Records drawn from a dataset
* * * * * * * * *

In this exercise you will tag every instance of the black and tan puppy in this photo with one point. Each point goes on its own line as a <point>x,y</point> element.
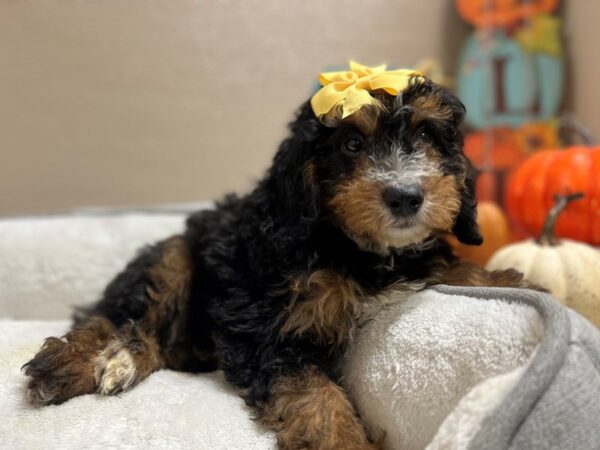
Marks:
<point>268,287</point>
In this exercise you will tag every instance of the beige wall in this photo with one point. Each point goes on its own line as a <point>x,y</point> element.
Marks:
<point>119,102</point>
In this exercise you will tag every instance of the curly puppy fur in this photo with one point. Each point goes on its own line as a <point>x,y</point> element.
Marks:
<point>269,287</point>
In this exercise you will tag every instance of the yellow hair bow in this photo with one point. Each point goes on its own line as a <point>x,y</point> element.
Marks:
<point>351,89</point>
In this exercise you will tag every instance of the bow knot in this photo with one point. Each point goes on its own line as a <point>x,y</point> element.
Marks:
<point>351,90</point>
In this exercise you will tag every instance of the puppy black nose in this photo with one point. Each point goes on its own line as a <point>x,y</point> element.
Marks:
<point>404,201</point>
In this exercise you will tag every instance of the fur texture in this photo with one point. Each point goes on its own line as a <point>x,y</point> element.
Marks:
<point>269,287</point>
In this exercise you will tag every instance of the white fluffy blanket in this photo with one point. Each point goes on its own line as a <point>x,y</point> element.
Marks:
<point>426,369</point>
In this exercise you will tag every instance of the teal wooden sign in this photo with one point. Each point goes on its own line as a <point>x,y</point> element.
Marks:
<point>503,84</point>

* * * * * * * * *

Please write out exactly, and only, the lines from the beginning of the entries through the line containing "In this exercise you will tag every instance of the bow", including both and skipping all pictures.

In this exercise you will tag every instance of the black and tan puppy in this photo with one point. Each point goes on its own line as a <point>x,y</point> element.
Marks:
<point>268,287</point>
In this exercise you will tag every instance of the beige wall in this photo with one point. Each point goes on its own line as a <point>x,y</point> element.
Marks:
<point>119,102</point>
In this exercise you will tag every instance of the curly puppy fur in this photo with one point. Each point goes on its own line as a <point>x,y</point> element.
Marks:
<point>269,287</point>
In this exercise you will tag every instance of the yellow hair bow in this photo with one point. Each point goes on its own line as a <point>x,y</point> element.
Marks:
<point>351,89</point>
In this exercise you will tag every instance of the bow knot in this photo with one point. Each point goes on its own line as a <point>x,y</point> element.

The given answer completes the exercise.